Challenges:
(a) Summarize the PLC course description in two sentences.
(b) Write the next part of the PLC course description, picking up after its last line.

======== Page extract ========

Covers the highly advanced features of programmable logical controllers (PLC). Includes advanced design, monitoring, troubleshooting, and editing techniques coupled with practical, hands-on experience. Focuses on the use of Allen Bradley Micro-Logic 1100 Series PLCs using a PC for programming. Prerequisites: ELT 126 or TE 9121. Audit available.

Addendum to Course Description

This class covers the current year code book in these areas: Article 250 - Grounding and Bonding, Article 285 - SPD for 1000v or less, Article 300 - Wiring Methods, Article 400 - Flexible cords and cables, Article 409 - Industrial Control Panels, Article 430 - Motors, Motor Circuits and controllers, Article 504 - Intrinsically Safe Systems, Article 610 - Cranes and Hoists, Article 670 - Industrial Machinery, Article 675 - Irrigation Machinery, Article 680 - Swimming Pools and Fountains, Article 720 - Circuits and Equipment operating at less than 50v, Article 725 - Class 1,2,3 power limited circuits, Article 750 - Energy Management Systems and Article 800 - Communications Systems

Intended Outcomes for the course

Upon completion of the course students should be able to

  • Demonstrate and complete data table design and layout (assigning I/O).

======== Data extract ========

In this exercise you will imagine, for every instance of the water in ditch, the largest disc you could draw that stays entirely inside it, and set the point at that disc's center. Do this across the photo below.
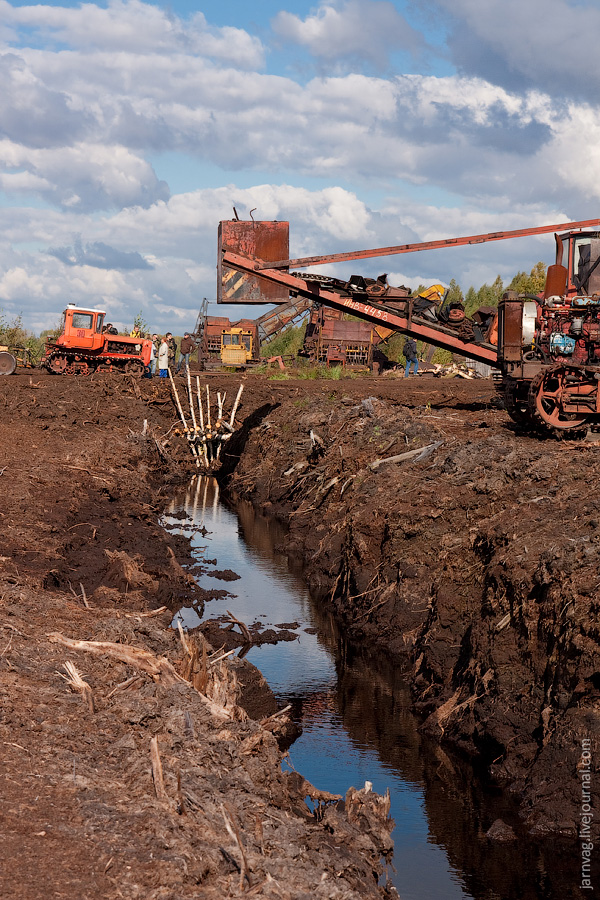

========

Written responses:
(a) The course covers advanced features of programmable logic controllers, including design, monitoring, troubleshooting, and editing techniques with hands-on practice on Allen Bradley Micro-Logic 1100 Series PLCs programmed from a PC; it requires ELT 126 or TE 9121 and may be audited. An addendum lists the current-year code book articles the class covers, from Article 250 on grounding and bonding through Article 800 on communications systems.

(b)
  • Create, edit, document, and troubleshoot highly advanced PLC programs from inception to completion.
  • Determine the requirements of the advanced application to be programmed.
  • Demonstrate knowledge of the PLC program flow using subroutines and multiple files.
  • Demonstrate field device inter-connections as they relate to the PLC I/O.
  • Interpret NEC and IEEE standards relating to proper wiring code techniques of low voltage controls including:
    • Motor controls (two wire, three wire, start/stop).
    • Analog current loops for controls (4-20 milliamps vs. 0-10 volts DC).
    • Contactor and auxiliary relay operation.
    • Proper ground isolation and signal wiring for use with PLC communications.

Course Activities and Design

Using "Hands-On" Programming with a computer, the student will design, create, modify and test advanced  programs for different applications. Students will be adding to their library of routines developed in pre-requisite classes.

Outcome Assessment Strategies

Procedures will be discussed at the first class session and the instructor's grading policy will be referenced on the class syllabus. Assessment will be based on attendance, participation, homework, exams, and project performance and quality.

Course Content (Themes, Concepts, Issues and Skills)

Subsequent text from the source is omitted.